WHAT YOU SHOULD DO. Your reply should repeat all records verbatim and contain no images.

STORED DATA.

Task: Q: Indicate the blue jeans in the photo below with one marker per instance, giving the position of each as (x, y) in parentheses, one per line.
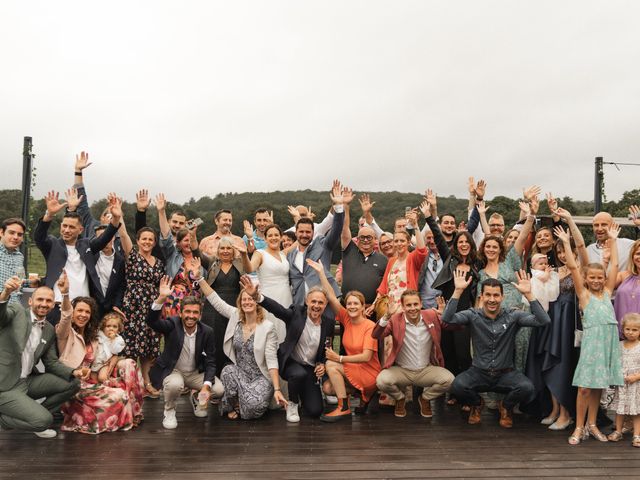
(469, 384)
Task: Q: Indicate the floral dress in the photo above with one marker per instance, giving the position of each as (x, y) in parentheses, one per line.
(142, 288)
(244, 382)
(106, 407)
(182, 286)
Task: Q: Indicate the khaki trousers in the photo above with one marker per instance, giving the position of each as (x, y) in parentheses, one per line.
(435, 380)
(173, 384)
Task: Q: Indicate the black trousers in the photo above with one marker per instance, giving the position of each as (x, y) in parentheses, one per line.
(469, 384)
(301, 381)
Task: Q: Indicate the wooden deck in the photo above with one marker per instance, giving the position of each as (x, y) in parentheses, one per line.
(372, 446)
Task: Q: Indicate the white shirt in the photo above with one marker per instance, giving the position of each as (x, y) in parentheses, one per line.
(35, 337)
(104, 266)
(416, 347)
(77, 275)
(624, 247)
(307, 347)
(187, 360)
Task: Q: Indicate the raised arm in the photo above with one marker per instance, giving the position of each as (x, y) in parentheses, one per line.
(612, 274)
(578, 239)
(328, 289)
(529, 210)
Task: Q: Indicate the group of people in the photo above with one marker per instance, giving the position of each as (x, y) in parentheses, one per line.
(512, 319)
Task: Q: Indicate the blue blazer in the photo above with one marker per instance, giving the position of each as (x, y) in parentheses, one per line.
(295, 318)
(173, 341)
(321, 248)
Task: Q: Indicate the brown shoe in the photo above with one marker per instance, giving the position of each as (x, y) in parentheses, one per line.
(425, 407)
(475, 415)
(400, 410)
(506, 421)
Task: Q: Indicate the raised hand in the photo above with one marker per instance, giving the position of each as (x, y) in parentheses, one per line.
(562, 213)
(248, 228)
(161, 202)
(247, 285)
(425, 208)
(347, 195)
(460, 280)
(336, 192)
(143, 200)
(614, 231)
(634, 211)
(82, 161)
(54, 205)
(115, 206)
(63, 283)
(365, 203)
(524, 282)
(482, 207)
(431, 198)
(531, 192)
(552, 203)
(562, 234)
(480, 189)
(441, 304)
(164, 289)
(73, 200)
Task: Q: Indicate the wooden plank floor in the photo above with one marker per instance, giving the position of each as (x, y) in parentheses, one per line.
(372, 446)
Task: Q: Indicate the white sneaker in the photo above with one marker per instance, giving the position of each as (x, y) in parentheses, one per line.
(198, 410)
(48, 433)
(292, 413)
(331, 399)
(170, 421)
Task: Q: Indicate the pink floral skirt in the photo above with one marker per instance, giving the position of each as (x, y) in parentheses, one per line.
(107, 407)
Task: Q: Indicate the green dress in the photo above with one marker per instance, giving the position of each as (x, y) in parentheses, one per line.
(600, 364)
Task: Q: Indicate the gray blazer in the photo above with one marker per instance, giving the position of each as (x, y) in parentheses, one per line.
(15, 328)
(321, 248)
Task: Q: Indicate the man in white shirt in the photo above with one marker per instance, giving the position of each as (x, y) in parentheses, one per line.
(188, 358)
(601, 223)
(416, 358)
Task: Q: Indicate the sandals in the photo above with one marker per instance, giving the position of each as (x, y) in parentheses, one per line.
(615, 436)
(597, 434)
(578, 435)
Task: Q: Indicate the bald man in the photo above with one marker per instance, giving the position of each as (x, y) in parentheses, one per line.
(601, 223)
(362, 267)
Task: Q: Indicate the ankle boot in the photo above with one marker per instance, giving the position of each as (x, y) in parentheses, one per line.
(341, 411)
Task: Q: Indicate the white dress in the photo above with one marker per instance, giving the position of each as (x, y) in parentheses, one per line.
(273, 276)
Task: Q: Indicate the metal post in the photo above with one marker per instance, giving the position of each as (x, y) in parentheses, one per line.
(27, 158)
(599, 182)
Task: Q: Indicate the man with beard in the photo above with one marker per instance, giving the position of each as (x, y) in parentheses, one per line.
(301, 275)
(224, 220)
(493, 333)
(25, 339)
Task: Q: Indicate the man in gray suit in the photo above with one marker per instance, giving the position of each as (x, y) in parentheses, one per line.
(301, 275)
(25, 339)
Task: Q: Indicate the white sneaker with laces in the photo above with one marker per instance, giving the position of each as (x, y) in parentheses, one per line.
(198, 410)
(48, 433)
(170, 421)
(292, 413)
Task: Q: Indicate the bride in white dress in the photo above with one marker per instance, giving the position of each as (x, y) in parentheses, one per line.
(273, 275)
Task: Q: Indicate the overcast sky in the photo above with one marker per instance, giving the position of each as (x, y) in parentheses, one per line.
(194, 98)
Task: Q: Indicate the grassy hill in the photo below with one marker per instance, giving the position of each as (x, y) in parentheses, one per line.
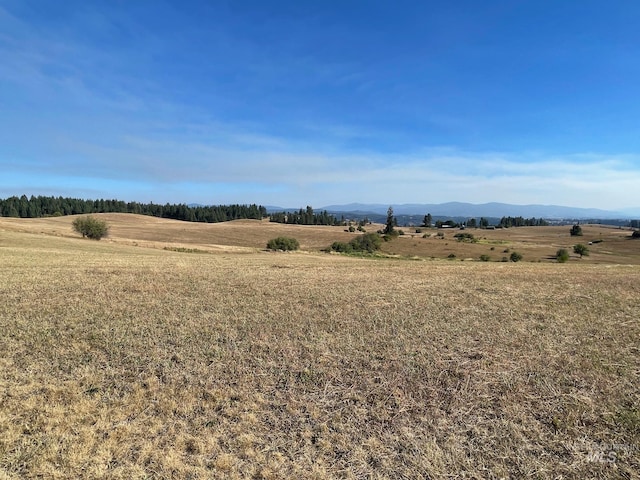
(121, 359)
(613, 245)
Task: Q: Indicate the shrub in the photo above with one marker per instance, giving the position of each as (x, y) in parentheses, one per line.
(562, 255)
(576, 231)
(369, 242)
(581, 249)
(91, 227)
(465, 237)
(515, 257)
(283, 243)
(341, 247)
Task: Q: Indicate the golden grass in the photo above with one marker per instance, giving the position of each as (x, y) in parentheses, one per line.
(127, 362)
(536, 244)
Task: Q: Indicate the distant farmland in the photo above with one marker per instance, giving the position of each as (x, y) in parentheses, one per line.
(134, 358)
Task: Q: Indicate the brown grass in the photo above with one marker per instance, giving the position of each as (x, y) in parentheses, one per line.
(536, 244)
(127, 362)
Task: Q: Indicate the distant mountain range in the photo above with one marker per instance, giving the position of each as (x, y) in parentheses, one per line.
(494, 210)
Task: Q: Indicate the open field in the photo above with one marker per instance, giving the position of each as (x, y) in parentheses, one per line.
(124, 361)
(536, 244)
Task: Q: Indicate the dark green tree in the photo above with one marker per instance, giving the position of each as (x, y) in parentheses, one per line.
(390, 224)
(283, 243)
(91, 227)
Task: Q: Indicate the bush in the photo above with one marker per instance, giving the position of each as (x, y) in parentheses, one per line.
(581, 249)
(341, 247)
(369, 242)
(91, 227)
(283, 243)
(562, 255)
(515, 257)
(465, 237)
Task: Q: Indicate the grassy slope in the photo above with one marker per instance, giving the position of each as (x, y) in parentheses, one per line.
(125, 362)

TASK ANSWER.
Task: Q: Indicate the blue jeans in the photo below with one marker per instance, giving the position of each as (x, y) in parentheses, one per line.
(469, 384)
Task: Q: Indicate the floral dress in the photo above with one marker per instance, giving the position of each as (x, y) in parentheses, one per line.
(142, 288)
(244, 382)
(106, 407)
(182, 286)
Task: Q: Indicate the khaki trousers in the photo above with one marker per instance, giving the position of each as (x, y) in parentheses, one per line.
(435, 380)
(173, 384)
Task: Q: Indicate the black trousers in the photo above with one marker per instance, giving the position of each as (x, y) in parentheses, one per line.
(469, 384)
(301, 381)
Task: Q: Indicate the wooden deck in the photo above with one marker per instance, giving the position of each as (x, y) in parentheses, one per line.
(372, 446)
Task: Q: Indicate the white shirt in the photo above with one marker per instance, giving the position of each as (x, y) in parentheses, one per line.
(35, 337)
(104, 266)
(416, 347)
(77, 275)
(624, 247)
(307, 347)
(187, 360)
Task: Q: Indicate the raised arm in the photo above with one marker per instance, giving the position of each as (x, y) in parentheses, one per line.
(612, 274)
(578, 239)
(328, 289)
(529, 210)
Task: Q: Indicate the group of people in the photo above with one marker per instance, giving the position of each as (x, y) in parentheses, one per line.
(512, 319)
Task: Q: Indicate the blue blazer in the photo above with one marker per instance, giving the position of each as (x, y) in parentheses, one per line.
(295, 318)
(173, 341)
(321, 248)
Task: Q: Indicate the brown shoe in the photo above with one marker per instance, giving the position of each as (x, y) in parentheses, one per line.
(425, 407)
(475, 415)
(400, 410)
(506, 421)
Task: Q: Indicate the raised hand in the photo above with one marker per instance, giving the position of each as (x, y) in parentheses, one per line.
(562, 213)
(248, 228)
(161, 202)
(247, 285)
(425, 208)
(347, 195)
(460, 280)
(336, 192)
(143, 200)
(614, 231)
(634, 211)
(82, 161)
(54, 205)
(115, 206)
(63, 283)
(365, 203)
(524, 282)
(482, 207)
(431, 198)
(531, 192)
(552, 203)
(562, 234)
(480, 189)
(441, 304)
(164, 289)
(73, 200)
Task: Q: Indicate the wooden plank floor in the photo above with one marker per instance, giving the position of each as (x, y) in parentheses, one per line.
(372, 446)
Task: Q: Indicate the white sneaker in the photo above with one marker per instance, giving the position of each as (x, y) in parentheses, one per line.
(198, 410)
(48, 433)
(292, 413)
(331, 399)
(170, 421)
Task: Q: Indicate the pink floral skirt in the photo above with one marker per instance, giving the position of each as (x, y) in parentheses, one per line.
(107, 407)
Task: Q: Indicate the green dress in the photo above with one marker per instance, giving the position of each as (x, y) in parentheses, one per line.
(600, 364)
Task: Q: Indicate the gray blazer in the photo above with one marker per instance, giving the position of each as (x, y) in parentheses, one per line.
(15, 328)
(321, 248)
Task: Q: Indicate the man in white shirt in the photo above with one marker per instance, giving the position of each as (x, y) in parentheses, one per line.
(188, 358)
(601, 223)
(416, 358)
Task: Q: Indicate the sandals in the photo above with one marker per instance, giving the position of each as (x, y) in parentheses, one per line.
(615, 436)
(597, 434)
(578, 435)
Task: Q: Indicate the bald man in the photo above with one marker per instance, giving the position of each as (x, y) in parentheses, one per line.
(601, 223)
(362, 267)
Task: Q: Indicate the ankle boot in the photo above with one marker per instance, giving the position of each as (x, y) in parentheses, one per line.
(341, 411)
Task: Q: Indicate the white dress in the photo above with one marker per instance, giving the position of each as (x, y) in parentheses, one per line.
(273, 276)
Task: Q: Indicate the metal post in the photo above with one marker per instance, giving the position of each as (x, y) in parentheses, one per line.
(27, 158)
(599, 182)
Task: Q: Indicate the man with beard in the photo above with one marker per instance, giving the position of each as (x, y) in parentheses, one per line.
(301, 275)
(224, 220)
(493, 333)
(25, 339)
Task: Q: Indicate the man in gray suit in the photo above with one marker per instance, giving the position of each as (x, y) in parentheses, one per line.
(301, 275)
(25, 339)
Task: Q: Indicate the white sneaker with laces in the photo above with one marker per instance, giving the position of each as (x, y) in parentheses, one per line.
(198, 410)
(48, 433)
(170, 421)
(292, 413)
Task: Q: Indicate the bride in white dress in the photo above with one marker per instance, giving the position of each as (x, y) in parentheses, one per line.
(273, 275)
Task: Q: Indicate the overcast sky in the photo above with one marker per instance, giving the position of each as (x, y) in parentheses, one per line.
(194, 98)
Task: Q: Indicate the grassy hill in the photo below with one marker per instance, giving the position of each as (x, y) in parentheses, one per line.
(121, 359)
(613, 245)
Task: Q: Indicate the shrub in the photo above with one marker per instance, giving the position of each as (x, y) in parentheses, one per line.
(562, 255)
(576, 231)
(369, 242)
(581, 249)
(91, 227)
(465, 237)
(515, 257)
(283, 243)
(341, 247)
Task: Q: Indicate the golden grass in the photo above with one marker per instance, giving the position of each as (x, y) in parentheses, one per line.
(127, 362)
(536, 244)
Task: Q: Indicate the distant farmland in the photo above with one marker per instance, giving the position of each as (x, y) in parentheses, one per line.
(134, 358)
Task: Q: Indicate the brown grass in the photo above with one marker per instance, giving the position of each as (x, y) in parentheses, one per line.
(536, 244)
(127, 362)
Task: Q: Indicate the distant mountain range in the photo above with one marker per instance, giving the position of each as (x, y) in parentheses, one per line.
(494, 210)
Task: Q: Indicate the open field in the photo above with one marker per instance, giving the position of each as (x, y) in parentheses, one per line.
(124, 361)
(536, 244)
Task: Q: Indicate the dark green tree in the photo above with one marker per instance, giving the position of each as (x, y) in parentheses, one per line.
(390, 224)
(283, 243)
(91, 227)
Task: Q: Indicate the bush in the photo above with one marker per instance, giving the position of each as (x, y) in parentheses, one per line.
(581, 249)
(341, 247)
(369, 242)
(91, 227)
(283, 243)
(562, 255)
(515, 257)
(465, 237)
Task: Q: Indicate the grassy slope in the photo above with one marker per instance, giving the position of each as (x, y) in parentheses, one per line.
(125, 362)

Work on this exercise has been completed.